## YOUR INSTRUCTIONS
Summarize the SSH key setup text below in three sentences.

## TEXT PASSAGE

-------------------------

Fill in your actual email addresses, signing key paths, and host aliases. opensource.config applies to repos cloned under ~/opensource/; if you do not use that directory you can leave it, but note it ships with placeholder identity, so a repo cloned there would otherwise commit under the template email.

Step 10: Register SSH keys

Add both keys to GitHub (Settings > SSH and GPG keys): - Once as "Authentication Key" - Once as "Signing Key"

Load keys into the agent:

ssh-add --apple-use-keychain ~/.ssh/id_ed25519_work
ssh-add --apple-use-keychain ~/.ssh/id_ed25519_personal

The --apple-use-keychain flag stores the passphrase in macOS Keychain so the key is available across reboots without re-entry.

On GNOME 46+ (Fedora 40+, Ubuntu 24.04+), the SSH agent is no longer part of gnome-keyring. GNOME 46 deprecated that component and moved it to gcr-ssh-agent (the gcr-4 package), whose systemd user socket lives at $XDG_RUNTIME_DIR/gcr/ssh. On a default Fedora Workstation this is already enabled — verify:

echo $SSH_AUTH_SOCK
# GNOME 46+ : /run/user/<uid>/gcr/ssh
# (older    : /run/user/<uid>/keyring/ssh — pre-GNOME-46)

If $SSH_AUTH_SOCK is empty, the gcr agent socket is not active. Enable it and re-login (or set the variable for the current shell):

systemctl --user enable --now gcr-ssh-agent.socket
# current shell, until next login:
export SSH_AUTH_SOCK="$XDG_RUNTIME_DIR/gcr/ssh"

Then add your keys:

ssh-add ~/.ssh/id_ed25519_work
ssh-add ~/.ssh/id_ed25519_personal

With AddKeysToAgent yes in ~/.ssh/config, keys are added automatically on first use for the duration of the session.

Without a desktop agent, create a systemd user service:

mkdir -p ~/.config/systemd/user
cat > ~/.config/systemd/user/ssh-agent.service <<'EOF'
[Unit]
Description=SSH key agent

[Service]
Type=simple
ExecStart=/usr/bin/ssh-agent -D -a %t/ssh-agent.socket

[Install]
WantedBy=default.target
EOF

systemctl --user enable --now ssh-agent

The framework's ~/.profile detects the agent socket automatically. Verify after restarting the shell:

echo $SSH_AUTH_SOCK
# Should print: /run/user/<uid>/ssh-agent.socket

Then add your keys:

ssh-add ~/.ssh/id_ed25519_work
ssh-add ~/.ssh/id_ed25519_personal

With AddKeysToAgent yes in ~/.ssh/config, keys are added automatically on first use for the duration of the session.

-------------------------

## ENTRIES PROVIDED
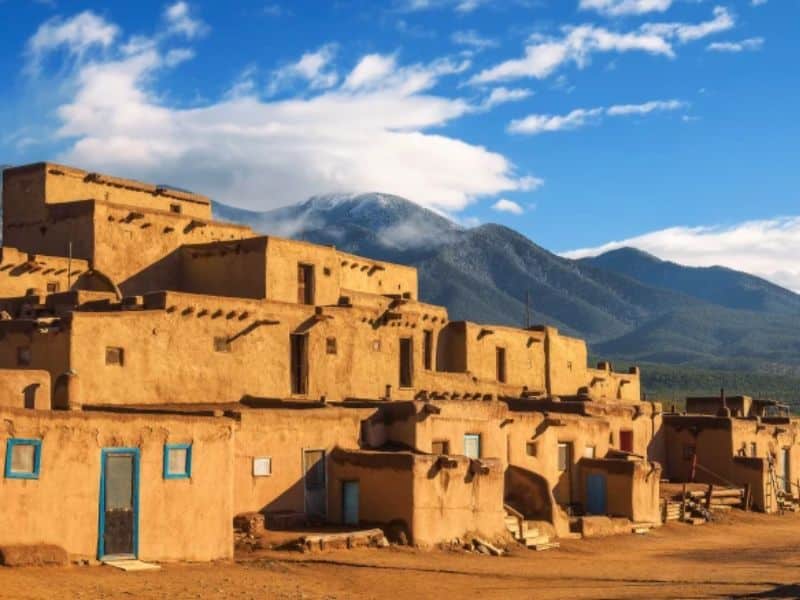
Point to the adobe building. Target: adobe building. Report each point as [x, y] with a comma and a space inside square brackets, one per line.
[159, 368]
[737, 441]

-------------------------

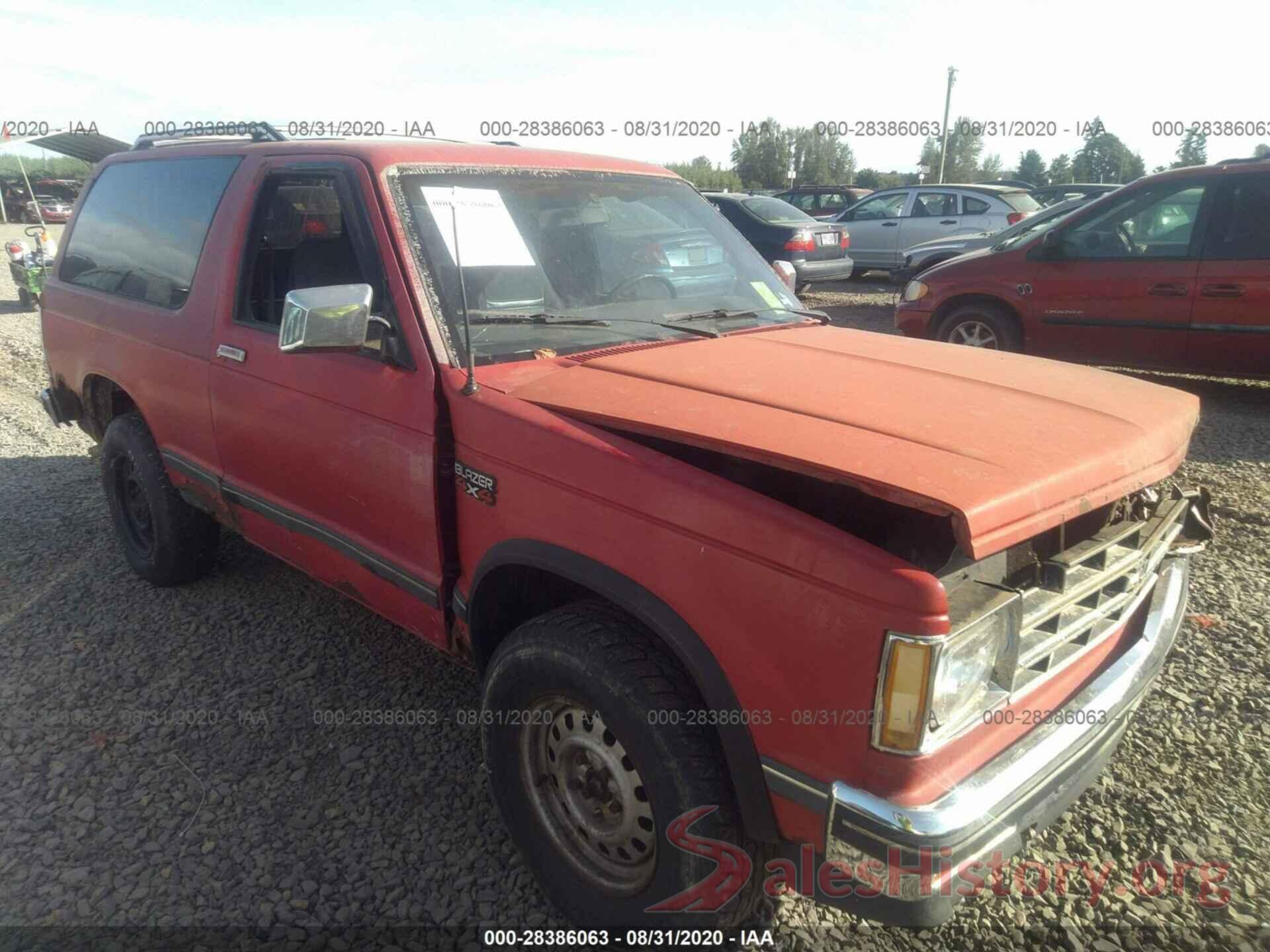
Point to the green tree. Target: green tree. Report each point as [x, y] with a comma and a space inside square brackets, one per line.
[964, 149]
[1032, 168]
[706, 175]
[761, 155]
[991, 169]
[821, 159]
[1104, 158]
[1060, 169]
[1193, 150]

-------------------------

## CORRECT RESULT
Both SSH keys are added to GitHub twice, once as an authentication key and once as a signing key, and then loaded into the agent with ssh-add, where the --apple-use-keychain flag on macOS stores the passphrase in Keychain so it survives reboots. On GNOME 46 and later, the SSH agent is gcr-ssh-agent rather than gnome-keyring, and if $SSH_AUTH_SOCK is empty, the gcr-ssh-agent socket must be enabled with systemctl and the user must log in again. Systems without a desktop agent can instead create a systemd user service that runs ssh-agent, and with AddKeysToAgent yes in ~/.ssh/config, keys are added automatically on first use for the session.